» **Task objective**
Return every line in the records below that contains the word "after".

» **Dataset extract**

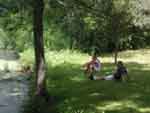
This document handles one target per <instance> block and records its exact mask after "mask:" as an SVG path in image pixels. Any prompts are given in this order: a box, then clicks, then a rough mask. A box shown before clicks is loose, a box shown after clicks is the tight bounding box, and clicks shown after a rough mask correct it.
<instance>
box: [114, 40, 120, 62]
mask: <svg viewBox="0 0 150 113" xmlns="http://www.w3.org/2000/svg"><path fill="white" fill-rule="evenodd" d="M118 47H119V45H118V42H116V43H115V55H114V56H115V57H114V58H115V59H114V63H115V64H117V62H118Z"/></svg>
---
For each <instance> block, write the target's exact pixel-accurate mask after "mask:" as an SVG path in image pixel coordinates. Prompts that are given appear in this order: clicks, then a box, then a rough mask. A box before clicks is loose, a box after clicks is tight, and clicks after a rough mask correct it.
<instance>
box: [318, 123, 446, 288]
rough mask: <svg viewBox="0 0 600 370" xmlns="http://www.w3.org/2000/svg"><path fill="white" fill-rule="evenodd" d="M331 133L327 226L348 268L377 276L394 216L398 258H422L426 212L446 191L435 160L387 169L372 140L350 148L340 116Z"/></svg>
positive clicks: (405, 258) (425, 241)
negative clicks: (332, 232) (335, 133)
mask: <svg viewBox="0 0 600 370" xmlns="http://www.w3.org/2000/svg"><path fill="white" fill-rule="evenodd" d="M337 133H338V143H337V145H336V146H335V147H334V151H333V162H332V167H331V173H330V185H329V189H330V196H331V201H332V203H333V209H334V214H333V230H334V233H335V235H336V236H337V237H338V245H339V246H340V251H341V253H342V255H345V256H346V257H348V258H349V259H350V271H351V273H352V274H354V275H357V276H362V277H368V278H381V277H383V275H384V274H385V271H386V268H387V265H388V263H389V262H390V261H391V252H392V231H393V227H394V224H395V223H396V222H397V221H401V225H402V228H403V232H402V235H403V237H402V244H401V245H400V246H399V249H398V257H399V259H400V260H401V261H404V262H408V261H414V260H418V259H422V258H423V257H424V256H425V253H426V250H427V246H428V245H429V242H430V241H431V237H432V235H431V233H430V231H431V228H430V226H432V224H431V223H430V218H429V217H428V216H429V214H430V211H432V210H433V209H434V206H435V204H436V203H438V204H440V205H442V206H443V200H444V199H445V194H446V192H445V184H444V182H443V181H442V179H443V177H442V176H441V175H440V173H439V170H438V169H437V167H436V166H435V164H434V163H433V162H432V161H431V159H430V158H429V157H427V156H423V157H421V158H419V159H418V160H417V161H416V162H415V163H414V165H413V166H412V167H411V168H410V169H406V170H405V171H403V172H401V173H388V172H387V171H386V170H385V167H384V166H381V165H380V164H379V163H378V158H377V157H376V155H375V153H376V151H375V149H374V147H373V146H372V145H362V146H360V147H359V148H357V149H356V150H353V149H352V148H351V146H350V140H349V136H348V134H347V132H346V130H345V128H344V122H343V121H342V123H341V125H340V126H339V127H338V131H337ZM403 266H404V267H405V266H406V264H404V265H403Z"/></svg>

» **Answer for this exercise**
This document handles one target per <instance> block and records its exact mask after "mask:" as an SVG path in image pixels. Any prompts are given in this order: a box, then clicks, then a rough mask. A box shown before clicks is loose, a box shown after clicks is the tight bounding box, and clicks shown after a rough mask correct it.
For each <instance> block, write the target's exact pixel-accurate mask after "mask:" as an SVG path in image pixel coordinates. Prompts that are given appear in this order: clicks, then a box, then a rough mask. A box before clicks is loose, a box after clicks is tight, and clicks after a rough mask correct it.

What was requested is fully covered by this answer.